▶ Brief
Copy, from the entries below, each line where the word "chair" can be found.

*** Block opens ***

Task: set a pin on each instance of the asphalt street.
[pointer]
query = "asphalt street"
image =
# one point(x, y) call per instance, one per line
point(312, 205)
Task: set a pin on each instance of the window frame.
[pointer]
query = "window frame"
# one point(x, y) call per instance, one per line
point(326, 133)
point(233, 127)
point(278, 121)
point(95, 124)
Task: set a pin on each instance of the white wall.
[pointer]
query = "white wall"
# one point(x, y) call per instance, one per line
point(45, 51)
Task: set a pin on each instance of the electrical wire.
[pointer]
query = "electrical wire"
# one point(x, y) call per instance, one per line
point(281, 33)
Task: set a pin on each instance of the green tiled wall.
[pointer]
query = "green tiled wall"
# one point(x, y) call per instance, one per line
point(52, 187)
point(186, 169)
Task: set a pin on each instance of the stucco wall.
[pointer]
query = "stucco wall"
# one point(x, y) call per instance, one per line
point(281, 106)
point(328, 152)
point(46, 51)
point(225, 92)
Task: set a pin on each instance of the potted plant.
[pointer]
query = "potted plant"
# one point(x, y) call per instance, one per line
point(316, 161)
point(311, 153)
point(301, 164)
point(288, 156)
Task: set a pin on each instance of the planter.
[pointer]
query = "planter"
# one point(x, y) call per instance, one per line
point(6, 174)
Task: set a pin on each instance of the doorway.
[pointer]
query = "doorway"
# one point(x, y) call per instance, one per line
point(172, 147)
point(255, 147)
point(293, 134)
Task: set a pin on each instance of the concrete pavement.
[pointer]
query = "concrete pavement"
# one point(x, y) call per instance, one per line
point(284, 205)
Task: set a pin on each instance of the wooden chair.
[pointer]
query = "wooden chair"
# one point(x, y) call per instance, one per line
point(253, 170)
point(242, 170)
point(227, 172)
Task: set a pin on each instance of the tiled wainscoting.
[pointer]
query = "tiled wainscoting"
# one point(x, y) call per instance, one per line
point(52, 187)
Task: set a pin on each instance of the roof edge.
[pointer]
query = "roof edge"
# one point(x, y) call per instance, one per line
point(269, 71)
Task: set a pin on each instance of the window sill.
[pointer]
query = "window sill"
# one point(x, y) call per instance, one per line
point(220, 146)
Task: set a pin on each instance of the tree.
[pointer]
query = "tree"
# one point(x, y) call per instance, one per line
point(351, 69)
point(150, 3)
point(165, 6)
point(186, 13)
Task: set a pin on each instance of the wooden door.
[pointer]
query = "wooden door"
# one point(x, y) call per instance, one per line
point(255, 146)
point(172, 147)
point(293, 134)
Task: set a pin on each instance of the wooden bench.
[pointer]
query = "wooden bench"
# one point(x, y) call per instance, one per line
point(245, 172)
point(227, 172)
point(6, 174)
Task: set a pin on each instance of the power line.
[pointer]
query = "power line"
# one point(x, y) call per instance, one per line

*** Block closes ***

▶ Exercise output
Task: set a pin on each instance of the wooden chair.
query = "wooden chair"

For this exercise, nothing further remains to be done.